Task objective
Could you reproduce, word for word, everything below from the line containing "928L341 952L400 954L414" down to the line containing "positive clicks: (956, 550)", with both of those lines included and no others?
Segment Start: Material shown
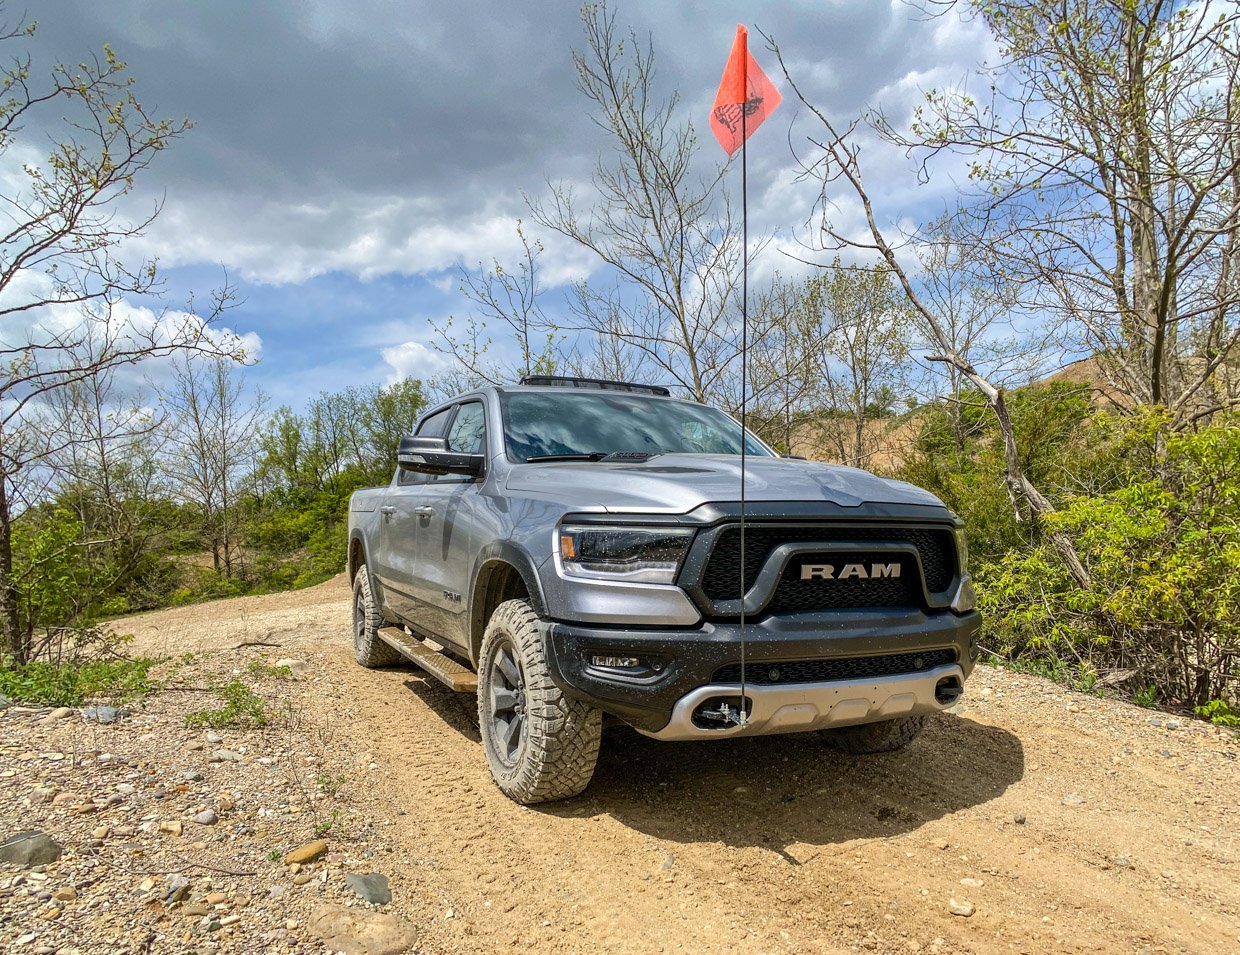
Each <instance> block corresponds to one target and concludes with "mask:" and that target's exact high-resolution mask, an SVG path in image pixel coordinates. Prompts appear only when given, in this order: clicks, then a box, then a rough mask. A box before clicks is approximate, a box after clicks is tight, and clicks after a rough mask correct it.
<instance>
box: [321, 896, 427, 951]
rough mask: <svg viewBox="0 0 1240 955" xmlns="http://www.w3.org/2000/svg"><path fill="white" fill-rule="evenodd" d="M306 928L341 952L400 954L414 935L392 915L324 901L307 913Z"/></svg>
mask: <svg viewBox="0 0 1240 955" xmlns="http://www.w3.org/2000/svg"><path fill="white" fill-rule="evenodd" d="M309 929H310V931H311V933H314V934H315V935H317V936H319V938H320V939H322V941H324V943H326V945H327V948H330V949H331V950H332V951H342V953H345V955H402V953H405V951H408V950H409V949H412V948H413V946H414V945H415V944H417V941H418V936H417V934H415V933H414V930H413V926H412V925H409V924H408V923H405V922H403V920H402V919H399V918H397V917H396V915H388V914H381V913H371V912H360V910H357V909H346V908H345V907H342V905H325V907H324V908H321V909H319V910H317V912H315V914H314V915H311V917H310V924H309Z"/></svg>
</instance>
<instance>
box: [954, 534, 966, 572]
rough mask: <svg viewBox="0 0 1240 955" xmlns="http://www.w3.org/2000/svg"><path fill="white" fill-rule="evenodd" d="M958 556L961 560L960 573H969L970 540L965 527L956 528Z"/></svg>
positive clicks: (956, 550)
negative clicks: (969, 548)
mask: <svg viewBox="0 0 1240 955" xmlns="http://www.w3.org/2000/svg"><path fill="white" fill-rule="evenodd" d="M956 557H957V559H959V561H960V575H961V577H963V575H965V574H966V573H968V541H967V540H966V538H965V528H963V527H957V528H956Z"/></svg>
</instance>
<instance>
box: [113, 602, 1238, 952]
mask: <svg viewBox="0 0 1240 955" xmlns="http://www.w3.org/2000/svg"><path fill="white" fill-rule="evenodd" d="M347 618H348V594H347V590H346V584H345V583H343V580H341V579H337V580H332V582H329V583H327V584H324V585H321V587H317V588H314V589H310V590H304V592H299V593H293V594H281V595H274V597H263V598H244V599H238V600H228V602H218V603H212V604H206V605H201V606H192V608H182V609H177V610H169V611H161V613H157V614H149V615H144V616H138V618H133V619H130V620H128V621H123V623H122V629H123V630H128V631H133V633H134V634H135V635H136V637H138V646H139V649H141V650H144V651H166V652H182V651H185V650H191V649H192V650H200V651H219V652H227V651H229V650H231V649H233V647H237V646H238V645H241V644H253V642H255V641H258V642H263V644H275V645H279V650H275V651H274V652H286V651H294V650H295V651H296V652H298V654H299V655H300V656H301V657H304V659H306V660H309V661H310V662H311V666H312V670H311V678H310V681H309V690H308V691H306V692H308V693H309V695H310V698H311V701H312V703H314V706H311V707H310V711H311V712H314V713H317V714H319V716H317V718H320V719H322V721H324V722H325V723H330V724H331V727H332V728H334V732H335V733H337V734H342V735H343V738H345V739H347V740H348V743H350V745H351V747H352V748H353V749H356V752H357V753H360V754H363V758H365V755H368V757H370V759H371V762H372V763H373V764H374V771H373V773H372V774H370V775H368V776H367V779H366V781H365V784H363V783H357V784H356V785H360V786H365V790H366V791H365V793H363V794H362V795H363V796H365V799H366V800H367V805H368V809H370V811H371V812H372V814H373V815H374V817H376V820H377V822H376V824H377V825H387V824H389V825H391V830H388V831H391V832H394V833H396V836H394V838H396V841H397V842H398V843H399V845H401V846H402V847H403V852H402V853H399V855H398V858H396V859H393V861H392V862H391V863H389V866H391V868H393V869H396V871H393V872H392V878H393V888H394V892H396V902H394V903H393V908H394V909H396V910H398V912H399V913H401V914H403V915H405V917H407V918H409V919H410V920H412V922H413V923H414V924H415V925H417V926H418V929H419V931H420V935H422V944H423V945H424V948H425V949H427V950H428V951H510V950H513V951H538V953H543V951H556V953H559V951H563V953H594V951H609V953H646V951H694V953H697V951H745V953H766V951H773V953H782V951H790V953H791V951H795V953H804V951H811V953H812V951H822V953H836V951H861V950H869V951H893V953H900V951H937V953H991V951H996V953H997V951H1003V953H1007V951H1017V953H1044V951H1056V953H1058V951H1117V953H1142V951H1149V953H1158V951H1166V953H1180V951H1184V953H1229V951H1240V866H1238V859H1240V759H1238V755H1240V742H1238V740H1236V738H1235V735H1234V734H1231V733H1225V732H1223V731H1218V729H1214V728H1210V727H1207V726H1204V724H1202V723H1198V722H1187V721H1183V719H1176V718H1168V717H1167V716H1164V714H1161V713H1153V712H1151V711H1146V709H1140V708H1137V707H1132V706H1127V704H1122V703H1115V702H1110V701H1104V700H1097V698H1091V697H1084V696H1079V695H1075V693H1070V692H1066V691H1064V690H1063V688H1060V687H1058V686H1054V685H1052V683H1049V682H1045V681H1042V680H1037V678H1032V677H1025V676H1018V675H1013V673H1009V672H1006V671H998V670H992V668H988V667H981V668H980V670H978V672H977V673H976V675H975V677H973V680H972V681H971V682H970V685H968V691H967V693H966V697H965V701H963V702H962V704H961V706H960V707H959V708H957V712H954V713H945V714H942V716H940V717H937V718H935V719H934V722H932V724H931V726H930V728H929V731H928V732H926V733H925V735H924V737H923V738H921V739H920V740H918V742H916V743H915V744H914V745H913V747H911V748H909V749H908V750H906V752H904V753H898V754H893V755H883V757H867V758H857V757H848V755H844V754H841V753H837V752H833V750H830V749H826V748H823V747H822V745H821V744H818V743H816V742H815V740H812V739H806V738H800V737H775V738H769V739H755V740H733V742H720V743H678V744H661V743H655V742H652V740H649V739H645V738H642V737H640V735H637V734H636V733H631V732H627V731H619V732H615V733H614V734H613V735H610V737H609V738H608V739H605V742H604V753H603V758H601V762H600V765H599V769H598V773H596V775H595V778H594V783H593V784H591V785H590V788H589V790H588V791H587V793H585V794H584V795H583V796H580V797H578V799H574V800H569V801H567V802H559V804H554V805H549V806H546V807H538V809H522V807H518V806H515V805H513V804H511V802H508V801H507V800H506V799H505V797H503V796H501V795H500V793H498V791H497V790H496V789H495V788H494V785H492V784H491V781H490V776H489V775H487V771H486V768H485V764H484V759H482V754H481V752H480V748H479V737H477V727H476V716H475V712H474V698H472V697H461V696H455V695H453V693H450V692H449V691H446V690H444V688H441V687H440V686H439V685H438V683H435V682H434V681H430V680H427V678H423V677H422V676H420V675H419V671H415V670H413V668H407V670H389V671H367V670H362V668H361V667H358V666H356V664H353V661H352V654H351V649H350V644H348V619H347ZM952 899H955V900H956V903H967V905H965V904H962V905H957V908H960V909H961V910H967V909H968V908H970V907H971V908H972V909H973V914H972V915H968V917H962V915H957V914H952V913H951V912H950V908H949V907H950V905H951V904H952Z"/></svg>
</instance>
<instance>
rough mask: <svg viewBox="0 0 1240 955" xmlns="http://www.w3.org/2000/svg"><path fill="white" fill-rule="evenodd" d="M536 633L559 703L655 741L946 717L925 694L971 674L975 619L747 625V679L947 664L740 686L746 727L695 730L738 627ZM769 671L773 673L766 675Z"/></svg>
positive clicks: (737, 638) (881, 616) (721, 726)
mask: <svg viewBox="0 0 1240 955" xmlns="http://www.w3.org/2000/svg"><path fill="white" fill-rule="evenodd" d="M543 626H544V640H546V644H547V660H548V662H549V664H551V670H552V678H553V680H554V681H556V683H557V686H559V688H560V690H562V691H563V692H564V693H567V695H568V696H570V697H573V698H577V700H582V701H584V702H588V703H590V704H591V706H595V707H598V708H600V709H603V711H604V712H606V713H611V714H613V716H616V717H620V718H621V719H624V721H625V722H627V723H630V724H631V726H632V727H635V728H636V729H639V731H641V732H642V733H646V734H649V735H653V737H657V738H660V739H702V738H722V737H733V735H756V734H761V733H780V732H800V731H806V729H818V728H823V727H828V726H852V724H857V723H867V722H873V721H878V719H889V718H894V717H897V716H915V714H919V713H926V712H934V711H936V709H941V708H944V706H946V704H942V703H939V702H937V701H936V700H935V693H934V687H935V686H936V685H937V683H939V681H940V680H942V678H945V677H956V678H957V680H959V681H960V683H963V680H965V678H966V677H967V676H968V673H970V672H971V671H972V668H973V660H975V657H976V644H975V637H976V635H977V630H978V628H980V626H981V615H980V614H978V613H976V611H970V613H966V614H956V613H954V611H950V610H945V611H939V613H924V611H921V610H910V609H883V610H854V611H830V613H820V614H797V615H790V616H768V618H766V619H764V620H760V621H756V623H749V624H746V626H745V637H746V639H745V651H744V655H745V661H746V672H748V673H756V672H759V670H760V668H770V665H773V664H775V665H777V664H782V662H789V661H818V660H853V659H859V657H877V656H887V655H894V654H916V652H921V651H930V650H944V649H950V650H952V651H954V656H955V660H954V661H952V662H951V664H949V665H942V666H935V667H934V668H926V670H919V671H916V672H908V673H893V675H885V676H866V677H859V678H847V680H830V681H822V682H782V683H774V685H759V683H756V682H749V683H748V685H746V693H745V696H746V707H748V709H749V718H748V723H746V724H745V726H744V727H738V726H735V724H732V726H725V724H719V727H717V728H715V727H703V726H699V724H698V723H701V722H702V721H694V712H696V711H697V709H698V708H699V706H701V704H702V703H703V702H706V701H708V700H711V698H720V697H729V696H732V697H737V696H738V695H739V685H738V683H735V682H733V681H727V682H722V681H720V682H715V681H714V680H713V677H714V675H715V672H717V671H718V670H719V668H720V667H723V666H727V665H729V664H737V662H739V660H740V655H742V654H740V626H739V624H737V623H709V621H708V623H703V624H701V625H699V626H697V628H692V629H657V630H655V629H642V630H634V629H621V628H601V626H579V625H575V624H565V623H548V624H543ZM596 657H629V659H637V660H639V661H641V666H639V667H635V668H622V670H621V668H618V667H610V666H599V665H596V664H595V659H596ZM776 668H777V667H776Z"/></svg>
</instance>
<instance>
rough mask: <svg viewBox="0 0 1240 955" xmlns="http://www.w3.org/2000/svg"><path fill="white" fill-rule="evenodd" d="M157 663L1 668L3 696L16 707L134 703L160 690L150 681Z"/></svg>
Segment End: Material shown
Answer to the exercise
rough mask: <svg viewBox="0 0 1240 955" xmlns="http://www.w3.org/2000/svg"><path fill="white" fill-rule="evenodd" d="M306 928L341 952L400 954L414 935L392 915L324 901L307 913Z"/></svg>
mask: <svg viewBox="0 0 1240 955" xmlns="http://www.w3.org/2000/svg"><path fill="white" fill-rule="evenodd" d="M309 929H310V931H311V933H314V934H315V935H317V936H319V938H320V939H322V941H324V943H326V945H327V948H330V949H331V950H332V951H342V953H345V955H402V953H405V951H408V950H409V949H412V948H413V946H414V945H415V944H417V941H418V936H417V934H415V933H414V930H413V926H412V925H409V924H408V923H405V922H403V920H402V919H399V918H397V917H396V915H388V914H381V913H371V912H360V910H357V909H346V908H345V907H342V905H325V907H324V908H321V909H319V910H317V912H315V914H314V915H311V917H310V924H309Z"/></svg>
</instance>
<instance>
box: [954, 534, 966, 572]
rough mask: <svg viewBox="0 0 1240 955" xmlns="http://www.w3.org/2000/svg"><path fill="white" fill-rule="evenodd" d="M958 556L961 560L960 573H969L970 540L965 527L956 528Z"/></svg>
positive clicks: (956, 550)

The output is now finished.